» **Task item**
Each record below should be given again exactly as it reads.
# # # # # # #
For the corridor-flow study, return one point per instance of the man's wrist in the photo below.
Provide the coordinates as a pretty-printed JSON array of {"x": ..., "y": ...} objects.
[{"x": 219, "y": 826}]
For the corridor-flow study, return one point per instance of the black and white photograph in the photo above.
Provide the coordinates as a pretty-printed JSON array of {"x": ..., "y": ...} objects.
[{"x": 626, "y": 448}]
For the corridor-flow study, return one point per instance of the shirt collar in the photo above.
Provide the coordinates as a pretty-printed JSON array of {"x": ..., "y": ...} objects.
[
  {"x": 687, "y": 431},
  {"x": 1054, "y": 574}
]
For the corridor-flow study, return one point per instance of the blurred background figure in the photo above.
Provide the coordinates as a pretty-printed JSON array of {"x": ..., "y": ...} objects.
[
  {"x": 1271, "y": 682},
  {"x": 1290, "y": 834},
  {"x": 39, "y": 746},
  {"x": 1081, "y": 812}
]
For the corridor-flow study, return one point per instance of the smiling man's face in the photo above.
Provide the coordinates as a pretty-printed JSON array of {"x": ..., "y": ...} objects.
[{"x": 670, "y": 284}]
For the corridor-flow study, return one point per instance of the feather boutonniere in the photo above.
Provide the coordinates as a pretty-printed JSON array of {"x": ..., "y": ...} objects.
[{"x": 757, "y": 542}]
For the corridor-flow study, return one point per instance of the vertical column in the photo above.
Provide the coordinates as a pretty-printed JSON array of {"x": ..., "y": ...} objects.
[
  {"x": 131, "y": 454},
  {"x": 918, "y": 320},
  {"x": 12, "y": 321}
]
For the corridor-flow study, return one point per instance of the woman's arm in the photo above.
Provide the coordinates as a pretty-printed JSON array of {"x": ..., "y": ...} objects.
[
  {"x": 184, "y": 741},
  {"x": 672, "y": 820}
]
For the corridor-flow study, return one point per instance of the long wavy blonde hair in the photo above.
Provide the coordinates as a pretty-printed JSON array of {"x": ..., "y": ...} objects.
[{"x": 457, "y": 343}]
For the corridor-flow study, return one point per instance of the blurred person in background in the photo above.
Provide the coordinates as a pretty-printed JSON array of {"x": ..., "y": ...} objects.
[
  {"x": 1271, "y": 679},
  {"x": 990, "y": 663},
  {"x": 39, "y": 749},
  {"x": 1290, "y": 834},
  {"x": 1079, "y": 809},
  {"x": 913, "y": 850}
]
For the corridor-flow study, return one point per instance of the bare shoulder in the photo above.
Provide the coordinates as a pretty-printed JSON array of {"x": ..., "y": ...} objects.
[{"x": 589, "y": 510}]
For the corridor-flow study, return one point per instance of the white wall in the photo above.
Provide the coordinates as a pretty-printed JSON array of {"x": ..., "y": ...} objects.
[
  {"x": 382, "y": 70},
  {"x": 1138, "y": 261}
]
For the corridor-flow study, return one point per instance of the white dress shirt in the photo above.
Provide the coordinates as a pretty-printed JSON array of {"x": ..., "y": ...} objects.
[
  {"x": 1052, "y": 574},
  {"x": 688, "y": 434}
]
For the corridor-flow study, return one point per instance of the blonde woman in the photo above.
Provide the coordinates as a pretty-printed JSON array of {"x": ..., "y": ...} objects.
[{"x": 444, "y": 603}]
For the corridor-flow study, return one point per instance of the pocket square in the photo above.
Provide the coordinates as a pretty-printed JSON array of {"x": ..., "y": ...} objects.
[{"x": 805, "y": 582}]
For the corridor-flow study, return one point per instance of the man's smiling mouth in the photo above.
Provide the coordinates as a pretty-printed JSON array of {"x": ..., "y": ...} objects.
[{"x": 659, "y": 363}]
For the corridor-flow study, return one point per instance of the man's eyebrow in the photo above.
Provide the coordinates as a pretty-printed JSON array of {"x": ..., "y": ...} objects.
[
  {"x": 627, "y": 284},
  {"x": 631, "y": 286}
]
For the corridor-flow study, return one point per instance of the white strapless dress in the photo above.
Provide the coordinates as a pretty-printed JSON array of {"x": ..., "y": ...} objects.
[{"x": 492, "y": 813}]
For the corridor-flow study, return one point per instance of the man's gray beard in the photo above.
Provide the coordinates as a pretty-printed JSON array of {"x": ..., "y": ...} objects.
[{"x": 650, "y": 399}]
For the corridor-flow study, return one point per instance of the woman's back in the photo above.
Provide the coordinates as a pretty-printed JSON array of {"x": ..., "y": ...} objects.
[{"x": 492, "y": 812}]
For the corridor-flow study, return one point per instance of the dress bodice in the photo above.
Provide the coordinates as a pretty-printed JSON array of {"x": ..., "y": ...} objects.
# # # # # # #
» **Exercise result**
For the corridor-flow study, return one point per instance of the man's wrist in the photo below.
Provide the coordinates as a pretty-printed JSON array of {"x": ..., "y": ...} objects.
[{"x": 219, "y": 826}]
For the corridor-flow study, return one point per instance of the black and white photograph in the photo above.
Provide the coordinates as a pretty-printed JSON array of {"x": ..., "y": ...} objects.
[{"x": 626, "y": 448}]
For the corridor-flow study, return one point per instance of the shirt collar in the photo above.
Provide the coordinates as a pretty-printed JSON array of {"x": ..., "y": ...} objects.
[
  {"x": 687, "y": 431},
  {"x": 1054, "y": 574}
]
For the corridor-flow study, return one point per instance of the blurred background figure in the photo above.
Provide the coordinates as a pretty-printed JSON array of {"x": ..., "y": ...} objects.
[
  {"x": 1271, "y": 682},
  {"x": 1290, "y": 834},
  {"x": 39, "y": 746},
  {"x": 1081, "y": 812}
]
For the corridor-flow study, return one point per instance of the smiling man's face in the photo above.
Provide the coordinates as a pretty-printed JSON array of {"x": ..., "y": ...} objects.
[{"x": 670, "y": 284}]
For the corridor-flow study, return one point per instance of the feather boutonniere in the photo above.
Provide the coordinates as a pretty-printed JSON array of {"x": ..., "y": ...} objects.
[{"x": 757, "y": 542}]
For the corridor-flow study, return one point per instance of the vertical column in the photo above.
Provide the coordinates as a pretty-printed JSON array of {"x": ..., "y": ...} objects.
[
  {"x": 131, "y": 454},
  {"x": 918, "y": 320},
  {"x": 12, "y": 321}
]
For the corridor-flow study, return one point per instance of the woman's arm in the photo above.
Provide the coordinates as a pretty-printed JSON array of {"x": ..., "y": ...} objects.
[
  {"x": 184, "y": 741},
  {"x": 672, "y": 820}
]
For the corridor-flow study, return one point per instance of the long wavy blonde hair in the photo above.
Provide the coordinates as a pretty-printed JSON array of {"x": ..., "y": ...} objects.
[{"x": 457, "y": 343}]
For the corridor-flow study, return one point per instance of the blurred person in background in the photo above.
Provide the coordinates as a pretty-printed JSON array of {"x": ..., "y": ...} objects.
[
  {"x": 1271, "y": 679},
  {"x": 990, "y": 663},
  {"x": 39, "y": 749},
  {"x": 1290, "y": 834},
  {"x": 1079, "y": 809},
  {"x": 913, "y": 850}
]
For the corridor-flow study, return one point per instance of the bare shoulder in the photo above.
Provide the coordinates as a pretty-printed JSON array of {"x": ..., "y": ...} objects.
[{"x": 589, "y": 510}]
For the corridor-flow study, return one point per instance of the white wall in the photo above.
Provide the coordinates as a pretty-printed JSON array of {"x": ..., "y": ...} objects.
[
  {"x": 382, "y": 70},
  {"x": 1138, "y": 261}
]
For the corridor-flow study, return one point per instance of the white dress shirt in the photo above.
Provide the coordinates as a pretty-printed JSON array of {"x": ..., "y": ...} objects.
[
  {"x": 1052, "y": 574},
  {"x": 688, "y": 434}
]
For the corridor-flow study, return one point per instance of the blonde woman in the photo above.
Provide the coordinates as a pretty-printed JSON array of {"x": ..., "y": ...} objects.
[{"x": 444, "y": 603}]
For the corridor-flow study, return one point per instance of the pocket square in the photo above.
Provide the coordinates as a pretty-printed JSON array of {"x": ..., "y": ...} objects.
[{"x": 805, "y": 582}]
For the corridor-flow study, return one point per instance of the man's smiling mouth in the photo above.
Provide the coordinates as a pretty-printed JSON array of {"x": ..., "y": ...} objects.
[{"x": 659, "y": 363}]
For the corridor-flow study, return one point per instance of the man's eyebrow in the photo above.
Provide the coordinates as a pretty-printed JSON array of {"x": ..., "y": ...} objects.
[
  {"x": 627, "y": 284},
  {"x": 631, "y": 286}
]
For the corridor-flow study, return one point per instance of the white strapless dress in the photo above.
Provide the coordinates as a pretty-printed JSON array of {"x": ..., "y": ...} objects.
[{"x": 492, "y": 813}]
For the corridor-flow study, return one point per instance of the man's gray beard in the photo above.
Provide the coordinates as a pretty-printed JSON array of {"x": ..., "y": ...} objects.
[{"x": 650, "y": 399}]
For the corridor-flow study, return one point per instance of the woman's back in the photo above.
Provide the coordinates as a pretty-printed JSON array of {"x": ..., "y": ...} objects.
[{"x": 492, "y": 812}]
For the corridor-flow study, return one point per instance of the dress bodice in the photo above.
Provide the coordinates as a pretty-printed JSON array of {"x": ..., "y": ...} objects.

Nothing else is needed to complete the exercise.